◆ Text extract ◆
What a disaster for such a beautiful area - I spent a week sailing the Rias in September and thought it one of the best locations I've seen. Great sailing, lovely people, fabulous sea food. My sympathies are with the Galicians.
she broke in 2 this morning - a terrible event but I cant help wondering if it could have been avoided if the spaniards had taken her into La corunna and lightered the oil off there, instead of taking the 'not in my back yard' attitude and insisting on getting her offshore with the inevitable consequences of her breaking up. They seem so quick to want to blame everyone, except themselves.They have been having a go at us Brits because they say the cargo was destined for Gibraltar. In fact the cargo was going to Singapore but as is customary in the business she was given ' Gibraltar for orders'.Prior to arrival at Gibraltar she would have been given further instructions to sail to Singapore.
Haven't really kept up to speed with this story. Was she a real ol' rust bucket - accident waiting to happen sort of thing - or a well-found ship that got unlucky, or was it bad driving?
(Recasts with rear section sinking, adds Portuguese ministers paragraphs 9, 14-16)
By Adrian Croft
LA CORUNA, Spain, Nov 19 (Reuters) - A tanker carrying 70,000 tonnes of fuel oil split in two off northwest Spain on Tuesday and the stern section sank, spilling oil and threatening the coast and its rich fisheries with an environmental disaster.
Salvage crews were battling to keep afloat the battered bow section of the Prestige, which was wallowing in the Atlantic about 130 miles off the coast of Spain and Portugal in waters 3,600 metres (11,880 feet) deep.
Spanish officials said the Bahamian-flagged Prestige spilled 5,000 to 6,000 tonnes of its load when the vessel broke apart, adding to the 5,000 tonne spill that had left a 17 km (10 mile) oil slick in its wake as it was pulled out to sea.
The oil has blackened the rugged coastline, thrown 1,000 Spanish fishermen out of work and coated sea birds with tar.
The ship, chartered by the Swiss-based Russian oil trader Crown Resources, was carrying twice as much oil as the Exxon Valdez was when it ran aground in Alaska in 1989, causing a spill that devastated a stretch of pristine wilderness.
"The aft part of the ship has sunk ... The front part is still floating but it will sink," said Lars Walder, a spokesman for the Dutch company Smit Salvage, whose tugs had been towing the elderly single-hulled ship further out to sea.
"A lot of oil went down with this part...We hope the majority will go down with the ship. Most of the containers are intact," Walder said.
Given the winds and currents, the oil slick was expected to drift toward the shore of Spain's Galicia region for at least the next 48 hours, a spokesman for Portugal's Hydrographic Institute said.
Asked if he feared an ecological catastrophe, Portuguese Environment Minister Isaltino Morais said, "Naturally."
No European port had been willing to take in the stricken vessel, whose hull cracked in stormy weather last Wednesday. Salvage tugs were taking it further out to sea in an attempt to limit damage to the craggy coast of Galicia, where seafood delicacies and summer tourism are vital to the local economy.

◆ Listed entries ◆
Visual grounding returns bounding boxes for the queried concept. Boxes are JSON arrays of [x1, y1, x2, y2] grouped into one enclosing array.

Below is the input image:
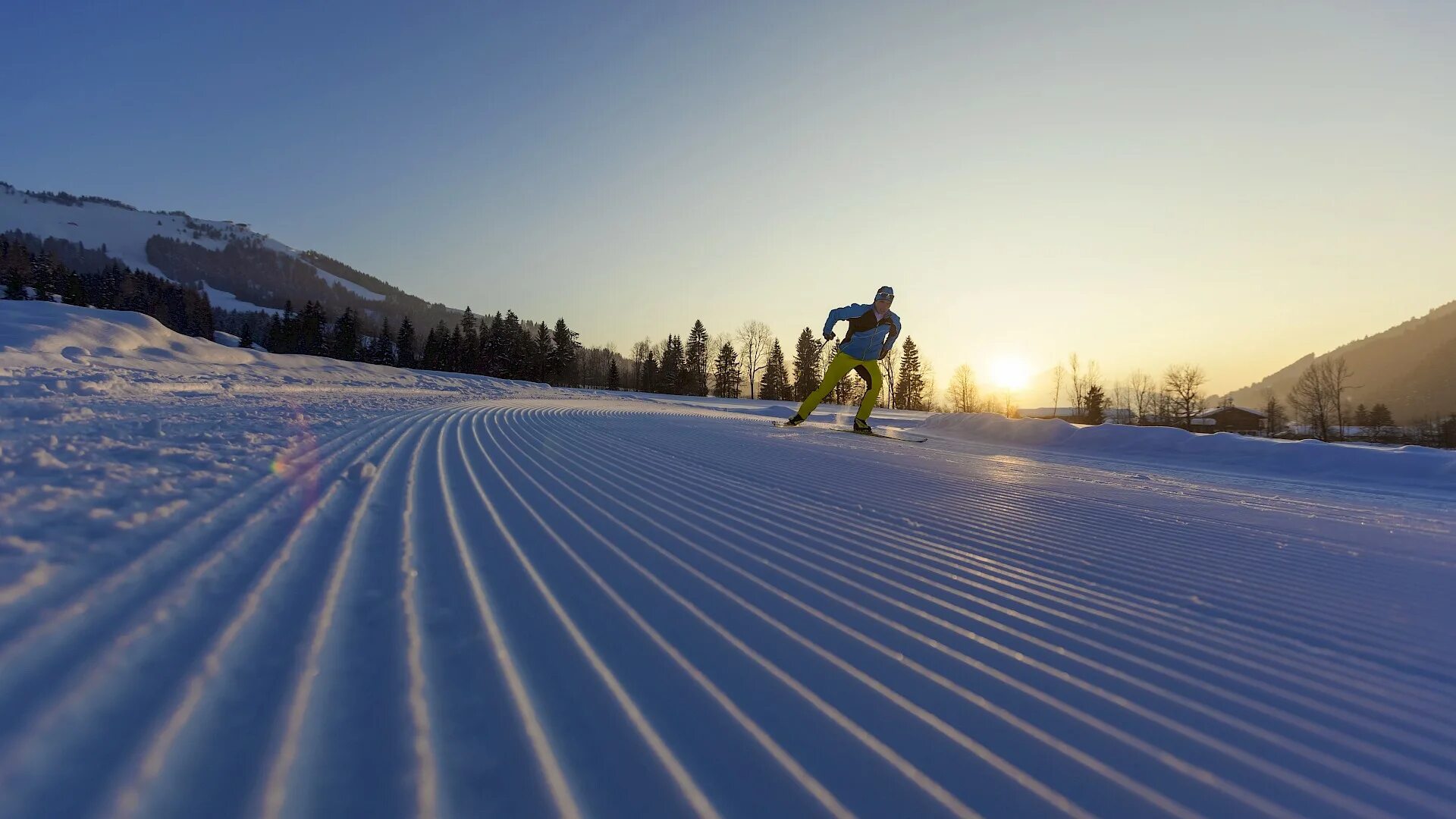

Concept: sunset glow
[[990, 356, 1032, 391]]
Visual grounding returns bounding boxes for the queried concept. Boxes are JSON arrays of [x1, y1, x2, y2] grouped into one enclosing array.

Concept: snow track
[[0, 398, 1456, 816]]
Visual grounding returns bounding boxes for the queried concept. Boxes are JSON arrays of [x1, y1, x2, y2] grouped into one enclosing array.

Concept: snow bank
[[919, 413, 1456, 491], [0, 302, 549, 402]]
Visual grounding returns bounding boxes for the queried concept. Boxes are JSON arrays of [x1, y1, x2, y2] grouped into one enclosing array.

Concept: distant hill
[[0, 182, 466, 326], [1232, 296, 1456, 422]]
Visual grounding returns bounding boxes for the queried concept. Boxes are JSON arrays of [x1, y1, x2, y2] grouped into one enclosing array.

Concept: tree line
[[239, 300, 582, 386], [0, 232, 212, 341], [622, 319, 934, 410]]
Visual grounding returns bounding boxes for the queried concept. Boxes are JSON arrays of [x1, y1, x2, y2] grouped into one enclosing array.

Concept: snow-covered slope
[[0, 184, 384, 312], [919, 413, 1456, 493], [0, 303, 1456, 817]]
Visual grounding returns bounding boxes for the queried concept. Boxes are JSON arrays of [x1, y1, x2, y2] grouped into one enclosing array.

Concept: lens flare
[[992, 356, 1031, 389]]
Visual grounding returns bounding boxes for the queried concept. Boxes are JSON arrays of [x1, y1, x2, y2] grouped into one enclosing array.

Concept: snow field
[[0, 305, 1456, 816]]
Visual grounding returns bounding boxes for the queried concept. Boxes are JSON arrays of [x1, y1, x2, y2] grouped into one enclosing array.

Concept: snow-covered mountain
[[1232, 296, 1456, 422], [0, 182, 448, 321]]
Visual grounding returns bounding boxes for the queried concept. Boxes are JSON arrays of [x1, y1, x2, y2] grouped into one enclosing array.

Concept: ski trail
[[0, 391, 1456, 819], [0, 408, 428, 806], [435, 405, 581, 819], [264, 405, 431, 819], [442, 413, 718, 816], [573, 413, 1453, 800], [491, 399, 1456, 811], [500, 402, 1287, 814]]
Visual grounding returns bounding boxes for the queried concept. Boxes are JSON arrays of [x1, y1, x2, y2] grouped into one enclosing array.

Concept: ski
[[774, 421, 930, 443]]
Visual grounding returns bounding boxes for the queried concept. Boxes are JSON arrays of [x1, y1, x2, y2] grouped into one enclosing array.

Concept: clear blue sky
[[0, 2, 1456, 402]]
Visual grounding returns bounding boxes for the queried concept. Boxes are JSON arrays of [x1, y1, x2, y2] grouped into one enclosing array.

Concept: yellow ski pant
[[799, 353, 883, 421]]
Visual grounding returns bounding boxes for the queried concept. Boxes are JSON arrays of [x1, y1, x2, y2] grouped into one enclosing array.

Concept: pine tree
[[682, 319, 708, 395], [1089, 381, 1106, 425], [1264, 395, 1288, 436], [793, 328, 820, 400], [419, 319, 450, 372], [533, 322, 556, 383], [551, 319, 581, 384], [1354, 403, 1372, 440], [456, 305, 481, 373], [328, 307, 359, 362], [61, 270, 86, 305], [394, 316, 419, 367], [896, 338, 924, 410], [638, 350, 657, 392], [481, 310, 507, 378], [5, 265, 27, 302], [444, 325, 464, 373], [297, 300, 329, 356], [714, 344, 742, 398], [266, 313, 291, 353], [657, 335, 687, 395], [500, 310, 529, 379], [758, 340, 793, 400], [369, 316, 394, 367]]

◆ Your instructions ◆
From the tanker spill discussion above, return word for word the part that opens with the words containing "(Recasts with rear" and closes with "(11,880 feet) deep.".

◆ Completed exercise ◆
(Recasts with rear section sinking, adds Portuguese ministers paragraphs 9, 14-16)
By Adrian Croft
LA CORUNA, Spain, Nov 19 (Reuters) - A tanker carrying 70,000 tonnes of fuel oil split in two off northwest Spain on Tuesday and the stern section sank, spilling oil and threatening the coast and its rich fisheries with an environmental disaster.
Salvage crews were battling to keep afloat the battered bow section of the Prestige, which was wallowing in the Atlantic about 130 miles off the coast of Spain and Portugal in waters 3,600 metres (11,880 feet) deep.